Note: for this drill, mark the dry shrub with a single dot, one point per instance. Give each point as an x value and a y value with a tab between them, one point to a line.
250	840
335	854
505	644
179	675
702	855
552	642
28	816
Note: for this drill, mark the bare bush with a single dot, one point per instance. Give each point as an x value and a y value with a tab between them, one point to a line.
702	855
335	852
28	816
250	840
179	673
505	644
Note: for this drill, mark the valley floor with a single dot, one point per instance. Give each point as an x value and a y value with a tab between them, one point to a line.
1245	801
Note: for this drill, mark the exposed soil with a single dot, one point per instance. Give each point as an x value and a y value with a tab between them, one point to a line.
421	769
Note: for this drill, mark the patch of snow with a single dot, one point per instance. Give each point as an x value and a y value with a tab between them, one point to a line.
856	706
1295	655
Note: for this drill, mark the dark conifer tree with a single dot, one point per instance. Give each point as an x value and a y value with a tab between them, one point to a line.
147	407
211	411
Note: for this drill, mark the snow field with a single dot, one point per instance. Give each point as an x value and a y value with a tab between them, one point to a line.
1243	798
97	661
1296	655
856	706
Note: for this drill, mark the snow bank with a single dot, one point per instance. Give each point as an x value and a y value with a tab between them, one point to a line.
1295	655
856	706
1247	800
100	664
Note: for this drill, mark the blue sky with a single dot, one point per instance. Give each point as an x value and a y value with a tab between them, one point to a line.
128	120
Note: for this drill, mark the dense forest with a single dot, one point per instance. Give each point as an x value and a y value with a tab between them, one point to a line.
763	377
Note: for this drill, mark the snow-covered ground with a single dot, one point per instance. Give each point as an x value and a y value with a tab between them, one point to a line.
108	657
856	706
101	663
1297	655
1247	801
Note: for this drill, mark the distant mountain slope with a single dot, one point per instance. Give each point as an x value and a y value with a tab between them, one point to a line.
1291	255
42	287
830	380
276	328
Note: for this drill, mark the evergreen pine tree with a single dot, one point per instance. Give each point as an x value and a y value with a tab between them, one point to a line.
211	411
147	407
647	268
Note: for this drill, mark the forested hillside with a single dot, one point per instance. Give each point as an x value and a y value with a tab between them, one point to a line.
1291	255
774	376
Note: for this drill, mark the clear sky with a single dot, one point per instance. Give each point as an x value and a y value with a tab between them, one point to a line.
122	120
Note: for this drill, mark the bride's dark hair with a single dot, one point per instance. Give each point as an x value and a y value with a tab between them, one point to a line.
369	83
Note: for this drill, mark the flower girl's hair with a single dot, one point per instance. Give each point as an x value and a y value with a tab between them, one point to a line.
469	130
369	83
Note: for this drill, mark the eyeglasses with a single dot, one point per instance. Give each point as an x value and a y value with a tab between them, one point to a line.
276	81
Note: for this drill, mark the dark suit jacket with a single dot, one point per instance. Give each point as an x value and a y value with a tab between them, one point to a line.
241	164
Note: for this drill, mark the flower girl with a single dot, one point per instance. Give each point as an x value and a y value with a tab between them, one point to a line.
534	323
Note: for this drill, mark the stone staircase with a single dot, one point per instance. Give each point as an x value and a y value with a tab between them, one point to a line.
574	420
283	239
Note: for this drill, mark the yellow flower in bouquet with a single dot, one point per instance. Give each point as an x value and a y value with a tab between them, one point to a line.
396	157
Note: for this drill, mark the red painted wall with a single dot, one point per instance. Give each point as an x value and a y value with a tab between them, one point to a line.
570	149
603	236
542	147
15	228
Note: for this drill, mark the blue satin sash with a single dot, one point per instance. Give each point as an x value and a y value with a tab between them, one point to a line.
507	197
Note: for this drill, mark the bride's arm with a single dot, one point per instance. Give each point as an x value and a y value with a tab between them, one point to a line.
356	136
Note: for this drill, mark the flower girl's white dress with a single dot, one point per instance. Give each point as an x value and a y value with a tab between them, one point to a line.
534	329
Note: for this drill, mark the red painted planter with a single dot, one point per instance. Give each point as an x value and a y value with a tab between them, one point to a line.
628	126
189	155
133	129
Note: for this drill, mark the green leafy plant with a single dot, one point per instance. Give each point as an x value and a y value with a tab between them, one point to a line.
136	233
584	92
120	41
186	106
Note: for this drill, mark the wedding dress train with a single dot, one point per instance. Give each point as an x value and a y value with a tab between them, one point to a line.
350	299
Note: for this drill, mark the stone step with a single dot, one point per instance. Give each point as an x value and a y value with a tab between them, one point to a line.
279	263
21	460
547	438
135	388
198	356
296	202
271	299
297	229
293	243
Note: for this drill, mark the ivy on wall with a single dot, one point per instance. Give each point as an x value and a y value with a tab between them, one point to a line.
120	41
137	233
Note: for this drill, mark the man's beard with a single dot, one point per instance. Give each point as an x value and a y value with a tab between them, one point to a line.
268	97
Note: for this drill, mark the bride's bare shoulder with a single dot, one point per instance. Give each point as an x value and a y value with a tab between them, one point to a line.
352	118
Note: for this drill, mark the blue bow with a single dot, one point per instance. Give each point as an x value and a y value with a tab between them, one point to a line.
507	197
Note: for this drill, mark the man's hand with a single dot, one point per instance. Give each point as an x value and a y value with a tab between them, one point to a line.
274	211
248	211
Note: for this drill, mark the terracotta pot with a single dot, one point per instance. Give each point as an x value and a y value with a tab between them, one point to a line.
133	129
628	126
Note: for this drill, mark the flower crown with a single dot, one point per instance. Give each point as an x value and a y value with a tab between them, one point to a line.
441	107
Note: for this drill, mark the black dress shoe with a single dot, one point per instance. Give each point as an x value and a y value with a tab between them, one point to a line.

[Problem] Please output all the items above as a numbered list, one line per number, with blank lines left out.

[Correct output]
1. Note: for this drill, mark the dry shrub with a single dot, one point per instance. Give each point as an x value and a y value with a tab between them, one point to a line.
2. 250	840
3. 335	854
4. 505	644
5. 179	675
6. 702	855
7. 552	642
8. 28	816
9. Note: for this drill, mark the bare bush with a single dot, one point per instance. Give each point as an x value and a y value with a tab between them, one point to a line.
10. 702	855
11. 335	852
12. 28	816
13. 250	840
14. 179	673
15. 505	644
16. Note: for this drill, mark the valley floor with a single dot, one point per instance. Give each point as an x value and a y value with a tab between them, one point to a line.
17. 1245	801
18. Note: for this drill, mark the exposed soil with a single dot, one point per instance. Give each point as an x value and a y value with a tab between them, one point to a line.
19. 421	769
20. Note: for this drill, mark the patch of snow with a single dot, one point per instance. Give each point as an x value and a y value with a tab between them, one point to a line.
21. 856	706
22. 1295	655
23. Note: for this drill, mark the dark conifer tree with a single dot, one point per instance. Give each point as an x value and a y value with a tab between them, one point to a line.
24. 147	407
25. 211	411
26. Note: for this drill, mark the snow field with a single dot, one point per instance. Give each point as an x value and a y value with a tab between them, one point to a line.
27. 1243	798
28. 97	661
29. 1296	655
30. 856	706
31. Note: for this drill, mark the snow bank with a single dot, one point per instance. Give each point as an x value and a y value with a tab between them, one point to a line.
32. 1295	655
33. 856	706
34. 1247	800
35. 100	664
36. Note: for this drill, mark the blue sky with a single dot, one point per instance. Give each point as an x value and a y value with a tab between them, one point to a line.
37. 128	120
38. Note: for this drill, mark the dense forest with a single dot, one point per instance. Give each point as an x value and a y value with a tab between them, one point to a line.
39. 763	377
40. Note: for this drill, mark the snow-covered ground with a single dot, one point per instance. Give each point as an x value and a y value with a tab between them, one point to a line.
41. 108	657
42. 856	706
43. 101	663
44. 1297	655
45. 1247	801
46. Note: for this drill, mark the distant mountain slope with a single dot, one point per instance. Give each point as an x value and a y value with a tab between them, one point to a line.
47. 1291	255
48. 42	287
49. 830	380
50. 276	328
51. Note: for this drill, mark the evergreen pine tree with a single dot, one point per instance. Give each point as an x value and a y value with a tab between them, one point to a line.
52. 211	411
53. 147	407
54. 647	268
55. Note: for this drill, mark the forested hillside with a single dot, one point per instance. Give each point as an x value and a y value with a tab between them, one point to a line.
56. 1291	255
57. 774	376
58. Note: for this drill, mark the clear sky with a single dot, one point per instance. Give each point as an x value and a y value with a tab between them, one point to a line.
59. 122	120
60. Note: for this drill, mark the bride's dark hair with a single dot, one point per instance. Give each point as an x value and a y value with a tab between them, one point to a line.
61. 369	83
62. Note: for this drill, mark the flower girl's hair with a single dot, one point per instance. Give each point as an x value and a y value with a tab between them, one point to a line.
63. 469	130
64. 369	83
65. Note: for this drill, mark the eyeglasses with a single dot, one point per instance. Give each point as an x value and a y value with a tab between them, one point to a line.
66. 276	81
67. Note: for this drill, mark the dark suit jacket with a single dot, one point per instance. Give each point as an x value and a y value with a tab between them, one point to a line.
68. 241	164
69. Note: for this drill, mark the flower girl with a single dot, one point per instance. Give each point as an x value and a y value with a tab between them, one point to a line.
70. 534	323
71. Note: for this drill, mark the stone staircase with a single dot, one point per instance. Give each point as an x value and a y value with a tab between them, one point to a line.
72. 574	420
73. 283	239
74. Note: for this drill, mark the yellow flower in bouquet with a single dot, one point per instance. Give each point as an x value and a y value with a tab between them, one point to a line.
75. 396	157
76. Note: for this drill, mark the red painted wall with a single dot, one point per instance. Give each point as an x value and a y value with a tab between them, one point to a line.
77. 570	149
78. 603	236
79. 542	147
80. 15	228
81. Note: for this drill, mark the blue satin sash with a single dot, one point per instance. Give each point as an x value and a y value with a tab between them, one point to a line.
82. 507	197
83. Note: for this drill, mark the bride's arm with a single dot, one point per instance. Give each point as an x value and a y value with a tab between them, one point to a line.
84. 356	136
85. Note: for this drill, mark the flower girl's white dress with a single dot, one point per instance. Give each point as an x value and a y value with a tab between them, one point to a line.
86. 534	329
87. Note: for this drill, mark the red painted planter with a single dot, one point per instance. Give each point as an x value and a y value with a tab between them, one point to a line.
88. 628	126
89. 189	155
90. 133	129
91. Note: for this drill, mark the green leafy plant with a single dot, one point per instance. Give each point as an x value and a y value with a tab between them, one point to a line.
92. 136	233
93. 584	92
94. 120	41
95. 186	106
96. Note: for this drill, mark the wedding dress train with a single dot, one point per instance. Give each point as an x value and a y value with a tab between them, one point to a line.
97. 350	299
98. Note: for this drill, mark the stone step with a single dot, one point per instance. Give each point as an x value and a y value with a tab between them, one point to a line.
99. 279	263
100. 21	460
101. 547	438
102. 135	388
103. 198	356
104. 296	202
105. 271	299
106. 297	229
107. 293	243
108. Note: for this drill, mark the ivy on wall with a single dot, one point per instance. Give each point as an x value and a y value with a tab between them, one point to a line.
109. 120	41
110. 137	233
111. Note: for this drill, mark the man's beard with a single dot, one point per instance. Give each point as an x value and a y value with a tab between them, one point to a line.
112. 268	97
113. Note: for this drill, mark the bride's bare shoulder with a single dot, one point per instance. Give each point as an x value and a y value with a tab between them, one point to a line.
114. 352	118
115. Note: for this drill, mark the blue bow with a single dot, one point per instance. Give each point as an x value and a y value with a tab between them, one point to a line.
116. 507	197
117. Note: for this drill, mark the man's hand with a single dot, one point per instance. Give each point as an x value and a y value with a tab between them, one point to a line.
118. 274	211
119. 248	211
120. Note: for this drill, mark the terracotta pot with a single dot, one point per instance. Give each point as an x value and a y value with a tab between them, one point to a line.
121. 133	129
122. 628	126
123. Note: for this drill, mark the flower crown with a single dot, one point per instance. Give each point as an x value and a y value with a tab between them, one point to a line.
124. 441	107
125. Note: for this drill, mark the black dress shoe with a single dot, one point per instance. Give each point as an x value and a y value with a tab between them, one point to a line.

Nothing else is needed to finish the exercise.